■ SOURCE DATA
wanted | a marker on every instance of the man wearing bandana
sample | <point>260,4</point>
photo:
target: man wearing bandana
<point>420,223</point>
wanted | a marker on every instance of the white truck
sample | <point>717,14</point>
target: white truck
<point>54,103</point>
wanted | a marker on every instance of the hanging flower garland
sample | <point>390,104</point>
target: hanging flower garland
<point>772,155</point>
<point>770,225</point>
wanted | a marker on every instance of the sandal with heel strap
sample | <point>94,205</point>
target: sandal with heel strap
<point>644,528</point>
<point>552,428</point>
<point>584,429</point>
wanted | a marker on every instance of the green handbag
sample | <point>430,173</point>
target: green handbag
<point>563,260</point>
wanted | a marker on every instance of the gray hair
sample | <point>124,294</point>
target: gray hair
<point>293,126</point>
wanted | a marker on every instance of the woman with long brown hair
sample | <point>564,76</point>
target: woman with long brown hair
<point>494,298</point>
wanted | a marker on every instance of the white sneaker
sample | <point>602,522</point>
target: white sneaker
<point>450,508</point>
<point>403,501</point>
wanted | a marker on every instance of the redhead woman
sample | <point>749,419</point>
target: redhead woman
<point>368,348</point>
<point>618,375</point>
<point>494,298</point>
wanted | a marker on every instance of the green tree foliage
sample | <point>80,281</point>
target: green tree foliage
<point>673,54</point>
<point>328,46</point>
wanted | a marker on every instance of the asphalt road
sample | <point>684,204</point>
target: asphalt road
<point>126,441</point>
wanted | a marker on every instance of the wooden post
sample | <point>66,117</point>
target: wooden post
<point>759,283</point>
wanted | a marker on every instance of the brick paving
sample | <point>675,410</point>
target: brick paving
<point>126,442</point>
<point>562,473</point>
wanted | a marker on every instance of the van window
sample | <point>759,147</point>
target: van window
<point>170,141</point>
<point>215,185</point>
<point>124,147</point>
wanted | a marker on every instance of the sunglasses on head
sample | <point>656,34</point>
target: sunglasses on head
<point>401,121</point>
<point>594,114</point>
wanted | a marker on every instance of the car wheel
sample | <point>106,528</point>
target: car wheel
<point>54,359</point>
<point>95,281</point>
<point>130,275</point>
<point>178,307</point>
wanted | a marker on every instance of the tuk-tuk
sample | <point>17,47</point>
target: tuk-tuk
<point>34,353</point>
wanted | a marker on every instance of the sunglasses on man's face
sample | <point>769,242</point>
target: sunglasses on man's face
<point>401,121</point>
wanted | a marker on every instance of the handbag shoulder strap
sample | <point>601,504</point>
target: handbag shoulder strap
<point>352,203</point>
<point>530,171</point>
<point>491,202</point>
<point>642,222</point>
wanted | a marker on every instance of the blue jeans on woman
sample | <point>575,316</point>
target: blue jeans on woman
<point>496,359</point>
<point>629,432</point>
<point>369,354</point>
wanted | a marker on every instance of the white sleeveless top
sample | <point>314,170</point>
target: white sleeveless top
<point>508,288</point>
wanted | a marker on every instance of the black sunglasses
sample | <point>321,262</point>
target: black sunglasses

■ PROMPT
Go through the records above. Copy each line in which the string "black" appears.

■ RESULT OF THE EXERCISE
wanted | a marker on every instance of the black sunglasses
target: black sunglasses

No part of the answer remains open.